Excerpt to read

# Obsidius Whooshing Sound



## mikeperez83 (Aug 11, 2020)

I ordered and built 2 Obsidius boards, one works perfectly as intended, the other also works...kinda. In bypass mode its very quiet, engaged, the pots all work as well as the effect and toggles EXCEPT if i move the Grunt switch up or down, especially UP I get this loud whooshing sound even with the volume completely turned down on the bass. i can play over the noise, but its also very apparent. All my solder joints look solid, i used an audio probe and deiced to swap out Both IC 1 and IC 3 which is the CD4049, still getting the same issue. i can't really tell what i'm missing, is there some sort of groundloop i somehow have before the first IC? The signal travels through the whole board getting more and more amplified. (I also changed out the 1N5817)


----------



## Nostradoomus (Aug 11, 2020)

If you socketed the J201s in each board swap them into the same positions and see if the behaviour changes on your board that’s acting up.


----------



## mikeperez83 (Aug 12, 2020)

Nostradoomus said:


> If you socketed the J201s in each board swap them into the same positions and see if the behaviour changes on your board that’s acting up.


I may as well give it a shot at this point I have the smd j201s on the through hole adaptors.


----------



## Chuck D. Bones (Aug 12, 2020)

Does the noise get louder if you turn DRIVE up?  If so, it's most likely the JFETs or a noisy capacitor.  Did you use any ceramic caps?  If the noise is loud even with DRIVE set to zero, then it's probably the CD4049. CD4049s are noisy, some more than others.  Try swapping the 4049 between boards and see if the noise moves with the chip.  I have found that the TI chips are noisier than RCA or Fairchild.  Unfortunately, only the TI chips are currently in production.


----------



## mikeperez83 (Aug 12, 2020)

Chuck D. Bones said:


> Does the noise get louder if you turn DRIVE up?  If so, it's most likely the JFETs or a noisy capacitor.  Did you use any ceramic caps?  If the noise is loud even with DRIVE set to zero, then it's probably the CD4049. CD4049s are noisy, some more than others.  Try swapping the 4049 between boards and see if the noise moves with the chip.  I have found that the TI chips are noisier than RCA or Fairchild.  Unfortunately, only the TI chips are currently in production.

Data excerpts
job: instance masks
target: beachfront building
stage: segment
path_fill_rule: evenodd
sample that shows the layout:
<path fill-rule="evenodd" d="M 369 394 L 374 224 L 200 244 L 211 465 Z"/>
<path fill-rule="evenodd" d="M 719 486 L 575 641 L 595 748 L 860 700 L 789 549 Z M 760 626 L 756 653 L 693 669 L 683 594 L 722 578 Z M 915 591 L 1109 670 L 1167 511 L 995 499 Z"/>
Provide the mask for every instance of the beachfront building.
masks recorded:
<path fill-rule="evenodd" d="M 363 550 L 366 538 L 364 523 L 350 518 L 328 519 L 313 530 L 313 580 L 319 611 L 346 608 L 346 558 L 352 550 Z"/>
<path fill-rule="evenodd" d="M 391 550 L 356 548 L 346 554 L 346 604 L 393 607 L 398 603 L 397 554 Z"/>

Task requirements
Decide whether each statement below agrees with the thread on the Obsidius whooshing sound, answering yes or no and quoting the deciding words of the thread. 1. The board that acts up is very quiet in bypass mode. 2. The poster left the 1N5817 in place. 3. One reply says RCA chips are noisier than TI chips.

Task result
1. Yes: "In bypass mode its very quiet"
2. No: "I also changed out the 1N5817"
3. No: "I have found that the TI chips are noisier than RCA or Fairchild."